§ Document extract
Laser-mediated photodynamic therapy.

Photodynamic therapy (PDT) has evolved since its inception at the beginning of the 20th century, when it was defined as an oxygen-dependent reaction between a photosensitizing dye and light. Photosensitizers and light sources have since been continually optimized for distinct applications and tissues. Systemic porphyrins, such as hematoporphyrin, were the first photosensitizers to be used, mostly to treat tumors. The first light sources used were broad-band, noncoherent lights, such as quartz, xenon, tungsten, or halogen lamps. The wavelengths of light chosen were based upon the absorption spectrum of porphyrins: blue because the largest peak is at 400 nm (the Soret band) and red because of its greater penetration depth but lesser absorption at 650 nm (a Q band). Systemic photosensitizers caused prolonged photosensitivity, and broad-band light sources had limitations and side effects. The development of topical photosensitizers, such as 5-aminolevulinic acid, and the advent of lasers in recent years have advanced PDT for cutaneous use. In the 1990s, red lasers were applied to PDT because of their increased skin penetration despite lesser absorption by porphyrins. Broad-band blue light and red light have been studied extensively, the former achieving Food and Drug Administration approval in combination with topical aminolevulinic acid for the treatment of actinic keratosis in 1997. These lasers and light sources caused significant side effects, such as discomfort, erythema, crusting, blistering, and dyspigmentation. The recent application of the long-pulsed pulsed dye laser (595 nm) after topical aminolevulinic acid greatly minimized side effects without compromising efficacy. Long-pulsed pulsed dye laser-mediated PDT has since been shown to be effective in treatment of actinic keratosis, actinic cheilitis, sebaceous hyperplasia, lichen sclerosus, and, most recently, acne vulgaris. Finally, intense pulsed light sources have been introduced to PDT for the treatment of photodamage and acne, offering advantages of versatility in wavelengths and applications.

§ Your objective
Answer these from the text on laser-mediated photodynamic therapy:
1. What were the first photosensitizers used?
2. At what wavelength is the largest absorption peak of porphyrins?
3. In what year did broad-band blue light with topical aminolevulinic acid receive Food and Drug Administration approval, and for which condition?

§ Excerpted data
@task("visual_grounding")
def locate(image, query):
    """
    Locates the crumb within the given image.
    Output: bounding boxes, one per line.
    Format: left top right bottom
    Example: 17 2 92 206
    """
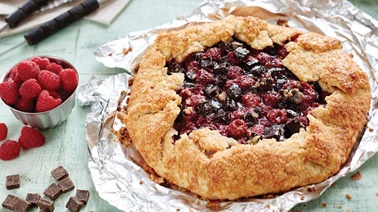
277 19 290 27
206 201 220 209
122 47 133 55
351 171 362 180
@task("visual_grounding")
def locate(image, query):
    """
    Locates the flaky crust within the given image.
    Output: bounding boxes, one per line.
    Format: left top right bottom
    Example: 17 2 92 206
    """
123 16 370 200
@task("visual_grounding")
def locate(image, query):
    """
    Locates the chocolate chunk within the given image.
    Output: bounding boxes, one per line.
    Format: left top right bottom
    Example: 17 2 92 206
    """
25 193 41 207
2 194 20 211
51 166 68 180
6 174 20 190
75 189 89 204
43 183 62 200
14 198 31 212
58 177 75 193
38 198 54 211
66 197 84 212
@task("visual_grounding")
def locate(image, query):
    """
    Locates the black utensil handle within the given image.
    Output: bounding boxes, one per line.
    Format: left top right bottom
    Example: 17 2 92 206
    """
24 0 100 45
5 0 49 28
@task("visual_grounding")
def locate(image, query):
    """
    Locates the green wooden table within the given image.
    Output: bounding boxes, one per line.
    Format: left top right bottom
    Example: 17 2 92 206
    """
0 0 378 212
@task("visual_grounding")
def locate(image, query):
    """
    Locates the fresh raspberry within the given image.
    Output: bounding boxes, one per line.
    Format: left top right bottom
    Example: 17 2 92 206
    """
38 70 60 91
16 60 40 81
0 140 21 160
13 97 34 112
30 57 50 70
8 67 23 85
18 126 46 149
0 82 19 105
46 63 63 75
19 79 42 99
0 123 8 141
59 68 79 92
35 90 62 112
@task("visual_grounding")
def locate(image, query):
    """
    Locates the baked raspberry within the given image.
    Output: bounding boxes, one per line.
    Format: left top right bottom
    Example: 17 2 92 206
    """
0 140 21 160
35 90 62 112
38 70 60 91
30 57 50 70
0 123 8 141
227 119 248 139
19 78 42 99
167 40 329 144
16 60 40 81
46 63 63 75
59 68 79 92
13 97 35 112
18 126 46 149
0 82 19 105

§ Result of this exercise
1. Systemic porphyrins, such as hematoporphyrin.
2. 400 nm (the Soret band).
3. 1997, for actinic keratosis.